CHALLENGE:
Rewrite the lines below as a numbered list, leaving out any blank lines.

···

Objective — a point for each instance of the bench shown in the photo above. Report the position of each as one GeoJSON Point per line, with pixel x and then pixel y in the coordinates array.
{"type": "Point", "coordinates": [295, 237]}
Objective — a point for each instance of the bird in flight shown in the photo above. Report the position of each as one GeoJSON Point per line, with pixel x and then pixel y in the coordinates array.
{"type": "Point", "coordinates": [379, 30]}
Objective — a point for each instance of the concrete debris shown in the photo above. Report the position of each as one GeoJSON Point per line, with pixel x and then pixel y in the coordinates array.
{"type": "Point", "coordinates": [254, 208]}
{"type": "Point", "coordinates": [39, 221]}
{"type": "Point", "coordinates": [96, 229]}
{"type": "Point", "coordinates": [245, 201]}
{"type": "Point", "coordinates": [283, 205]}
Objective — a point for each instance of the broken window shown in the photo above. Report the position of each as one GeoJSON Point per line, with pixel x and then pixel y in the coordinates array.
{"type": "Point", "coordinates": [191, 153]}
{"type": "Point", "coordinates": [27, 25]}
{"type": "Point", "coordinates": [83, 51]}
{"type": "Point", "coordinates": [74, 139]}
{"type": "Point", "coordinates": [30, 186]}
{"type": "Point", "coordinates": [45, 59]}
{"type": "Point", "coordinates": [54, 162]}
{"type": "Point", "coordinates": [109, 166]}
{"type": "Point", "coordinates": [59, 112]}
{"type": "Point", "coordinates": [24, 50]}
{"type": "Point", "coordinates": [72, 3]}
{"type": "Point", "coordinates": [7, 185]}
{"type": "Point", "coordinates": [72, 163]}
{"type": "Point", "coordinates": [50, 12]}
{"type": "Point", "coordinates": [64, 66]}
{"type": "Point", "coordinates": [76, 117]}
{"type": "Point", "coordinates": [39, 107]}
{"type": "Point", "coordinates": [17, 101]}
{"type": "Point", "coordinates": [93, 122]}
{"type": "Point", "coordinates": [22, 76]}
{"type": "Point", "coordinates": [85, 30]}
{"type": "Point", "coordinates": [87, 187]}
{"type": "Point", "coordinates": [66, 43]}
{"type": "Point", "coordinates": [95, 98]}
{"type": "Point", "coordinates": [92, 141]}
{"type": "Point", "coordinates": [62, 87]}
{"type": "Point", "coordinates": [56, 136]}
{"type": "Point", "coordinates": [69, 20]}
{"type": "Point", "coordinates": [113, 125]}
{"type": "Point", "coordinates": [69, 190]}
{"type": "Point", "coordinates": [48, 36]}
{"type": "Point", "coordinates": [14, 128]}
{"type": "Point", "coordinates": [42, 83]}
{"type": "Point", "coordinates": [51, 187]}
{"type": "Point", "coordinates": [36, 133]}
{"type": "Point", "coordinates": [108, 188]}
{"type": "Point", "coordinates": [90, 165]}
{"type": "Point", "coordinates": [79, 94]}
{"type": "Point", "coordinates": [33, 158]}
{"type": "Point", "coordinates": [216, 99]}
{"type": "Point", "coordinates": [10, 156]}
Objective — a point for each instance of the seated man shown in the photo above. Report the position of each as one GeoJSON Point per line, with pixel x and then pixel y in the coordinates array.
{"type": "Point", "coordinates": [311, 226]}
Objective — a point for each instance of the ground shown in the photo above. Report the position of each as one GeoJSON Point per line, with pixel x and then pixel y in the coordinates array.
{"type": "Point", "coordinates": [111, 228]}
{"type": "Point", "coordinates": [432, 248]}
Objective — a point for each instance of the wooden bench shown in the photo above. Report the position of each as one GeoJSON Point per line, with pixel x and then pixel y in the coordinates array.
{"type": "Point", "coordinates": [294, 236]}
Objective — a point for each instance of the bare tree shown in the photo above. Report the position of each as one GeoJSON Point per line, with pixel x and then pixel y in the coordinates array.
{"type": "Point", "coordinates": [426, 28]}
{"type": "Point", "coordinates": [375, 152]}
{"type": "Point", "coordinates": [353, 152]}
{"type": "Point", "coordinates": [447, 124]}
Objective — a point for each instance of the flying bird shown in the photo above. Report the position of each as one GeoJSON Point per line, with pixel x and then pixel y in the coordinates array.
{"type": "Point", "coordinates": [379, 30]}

···

EXERCISE ANSWER:
1. Objective — a point for each instance of the bench shown in the photo above. Report the position of each as one GeoJSON Point per line, with pixel x and then pixel y in the coordinates array.
2. {"type": "Point", "coordinates": [295, 237]}
3. Objective — a point for each instance of the bird in flight shown in the photo above. Report the position of each as one GeoJSON Point per line, with pixel x and then pixel y in the coordinates array.
4. {"type": "Point", "coordinates": [379, 30]}
5. Objective — a point for each instance of the concrete debris shown in the photo above. Report the position of each as one GeoJSON Point per line, with pixel x and then pixel y in the coordinates array.
6. {"type": "Point", "coordinates": [254, 208]}
7. {"type": "Point", "coordinates": [39, 221]}
8. {"type": "Point", "coordinates": [96, 229]}
9. {"type": "Point", "coordinates": [245, 201]}
10. {"type": "Point", "coordinates": [283, 205]}
11. Objective — a point for each instance of the broken window shown in the photo above. Report the position of each as one GeoJSON Point per line, with pixel x and then pixel y in the coordinates array.
12. {"type": "Point", "coordinates": [191, 153]}
13. {"type": "Point", "coordinates": [27, 25]}
14. {"type": "Point", "coordinates": [83, 51]}
15. {"type": "Point", "coordinates": [74, 139]}
16. {"type": "Point", "coordinates": [30, 186]}
17. {"type": "Point", "coordinates": [45, 59]}
18. {"type": "Point", "coordinates": [54, 162]}
19. {"type": "Point", "coordinates": [109, 166]}
20. {"type": "Point", "coordinates": [59, 112]}
21. {"type": "Point", "coordinates": [24, 50]}
22. {"type": "Point", "coordinates": [72, 3]}
23. {"type": "Point", "coordinates": [7, 185]}
24. {"type": "Point", "coordinates": [72, 163]}
25. {"type": "Point", "coordinates": [50, 12]}
26. {"type": "Point", "coordinates": [64, 66]}
27. {"type": "Point", "coordinates": [76, 117]}
28. {"type": "Point", "coordinates": [39, 107]}
29. {"type": "Point", "coordinates": [17, 101]}
30. {"type": "Point", "coordinates": [93, 122]}
31. {"type": "Point", "coordinates": [22, 76]}
32. {"type": "Point", "coordinates": [85, 30]}
33. {"type": "Point", "coordinates": [87, 187]}
34. {"type": "Point", "coordinates": [66, 43]}
35. {"type": "Point", "coordinates": [95, 98]}
36. {"type": "Point", "coordinates": [92, 141]}
37. {"type": "Point", "coordinates": [62, 87]}
38. {"type": "Point", "coordinates": [56, 136]}
39. {"type": "Point", "coordinates": [69, 20]}
40. {"type": "Point", "coordinates": [113, 125]}
41. {"type": "Point", "coordinates": [69, 190]}
42. {"type": "Point", "coordinates": [48, 36]}
43. {"type": "Point", "coordinates": [14, 128]}
44. {"type": "Point", "coordinates": [42, 83]}
45. {"type": "Point", "coordinates": [51, 187]}
46. {"type": "Point", "coordinates": [36, 133]}
47. {"type": "Point", "coordinates": [108, 188]}
48. {"type": "Point", "coordinates": [90, 165]}
49. {"type": "Point", "coordinates": [79, 94]}
50. {"type": "Point", "coordinates": [33, 158]}
51. {"type": "Point", "coordinates": [216, 99]}
52. {"type": "Point", "coordinates": [10, 156]}
53. Objective — a point for each instance of the seated man shown in the photo above. Report the position of each as one GeoJSON Point per line, with pixel x and then pixel y in the coordinates array.
54. {"type": "Point", "coordinates": [311, 226]}
55. Objective — a point for each instance of the ground shown in the photo above. Report the position of each as one GeoJSON Point per line, with pixel x and then pixel y in the coordinates array.
56. {"type": "Point", "coordinates": [111, 228]}
57. {"type": "Point", "coordinates": [432, 248]}
58. Objective — a point for each instance of the wooden bench shown in the photo above. Report the position of each as one GeoJSON Point per line, with pixel x and then pixel y in the coordinates array.
59. {"type": "Point", "coordinates": [294, 236]}
60. Objective — a point for each instance of the bare tree shown in the photo above. Report the position of each as one GeoJSON Point per line, with pixel x and then pixel y in the coordinates array.
61. {"type": "Point", "coordinates": [426, 28]}
62. {"type": "Point", "coordinates": [375, 152]}
63. {"type": "Point", "coordinates": [353, 152]}
64. {"type": "Point", "coordinates": [447, 124]}
65. Objective — a point for each instance of the flying bird shown in the photo above. Report the position of each as one GeoJSON Point per line, with pixel x and then pixel y in the coordinates array.
66. {"type": "Point", "coordinates": [379, 30]}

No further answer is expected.